**SUPPLIED PASSAGE**

POLITICS

Franklin County commissioners approve a $3.4 million contract for new crisis center

Marc Kovac
The Columbus Dispatch
The Franklin County Commissioners Hearing Room, photographed on Wednesday, June 30, 2021.

The Franklin County commissioners signed off Tuesday on a $3.4 million-plus contract for design and other services for a new mental health and addiction crisis center on Harmon Avenue.

NBBJ LLC, a Columbus firm, will head the architecture and engineering work for the new facility, to be constructed at a site just southwest of where Interstate 71 splits south of Interstate 70.

The $50 million, 72,000-square-foot facility is an initiative of Franklin County,  the county Alcohol, Drug Addiction and Mental Health (ADAMH) Board and the Central Ohio Hospital Council. It will offer a walk-in clinic, inpatient treatment with short-term beds and other services, and will serve as “the cornerstone of a continuum of services for adults experiencing mental health and addiction-related crises and their families,” said ADAMH CEO Erika Clark Jones.

Commissioner Kevin Boyce said the facility will complement the county’s new $360 million jail, being constructed on Fisher Road west of Downtown, providing appropriate services for people dealing with substance abuse and mental health issues.

“Most times, people landing in our correctional facility are in crisis situations themselves,” he said. “And the idea that we can better triage the services or needs that they have and provide them not just with access to the courts and judicial system, but access to a better way of life, better choices, better access to resources, is what this represents.”

**DATASET EXTRACT**
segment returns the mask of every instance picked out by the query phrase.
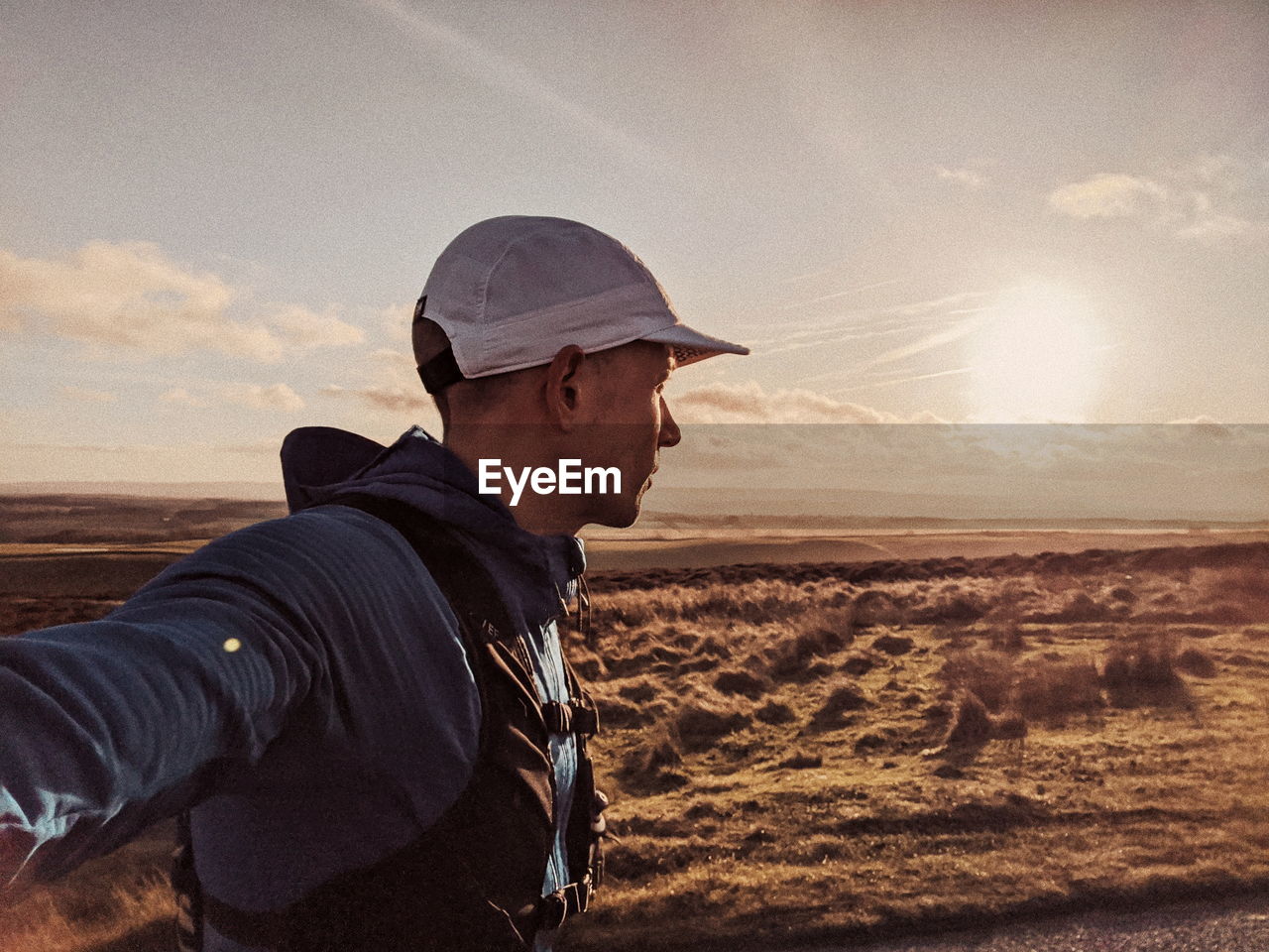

**WORK INSTRUCTION 1**
According to the news report on the Franklin County crisis center, which firm will head the architecture and engineering work for the new facility?
**WORK INSTRUCTION 2**
Pick up the news report on the Franklin County crisis center after its last sentence and carry it on.
The material can be left aside.

**YOUR RESPONSE 1**
NBBJ LLC, a Columbus firm.

**YOUR RESPONSE 2**
Commissioner Erica Crawley added, “At the end of the day, it doesn’t just help the individual, it helps the community… There are people who look just like me who just need an opportunity to get the help that they need to be able to live a productive life.”

The new crisis center is slated to open in 2024.

In other business Tuesday, the commissioners postponed a vote on funding for a new effort to help local women return to the workforce, after the head of the Columbus branch of the NAACP sought specific information about the program’s impact on Black women in the community.

The board was poised to approve a $2.5 million grant, backed by federal coronavirus relief funds, for the Women Back to Work program, noting the challenges local women have faced over the past year and a half. According to the Workforce Development Board of Central Ohio, more than 10,000 Black women have lost their jobs during the coronavirus pandemic.

The program was spearheaded, in part, by former interim Commissioner Dawn Tyler Lee, who said Tuesday that Black women have experienced the steepest drop in labor force participation and the slowest job recovery since January 2020.

“Black and Hispanic women aren’t sharing in the job market recovery,” she said. “… By most measures, Black women have been hit hardest by job losses from the coronavirus pandemic.”

All three commissioners voiced support for the new initiative Tuesday, but they deferred finalizing the grant after Columbus NAACP President Nana Watson raised questions about how the money would be used, specifically to help Black women.

“I welcome an opportunity to speak to the commissioners about this legislation,” Watson said, offering comments during Tuesday’s meeting. “… I do want to have a conversation, the NAACP does… We want to make sure that Black people are receiving what they’re supposed to be with county dollars, that’s it. I just have questions and would like to get those answered.”

The commissioners and county administration plan to meet with Watson, in advance of a vote on the grant planned for next Tuesday’s voting session.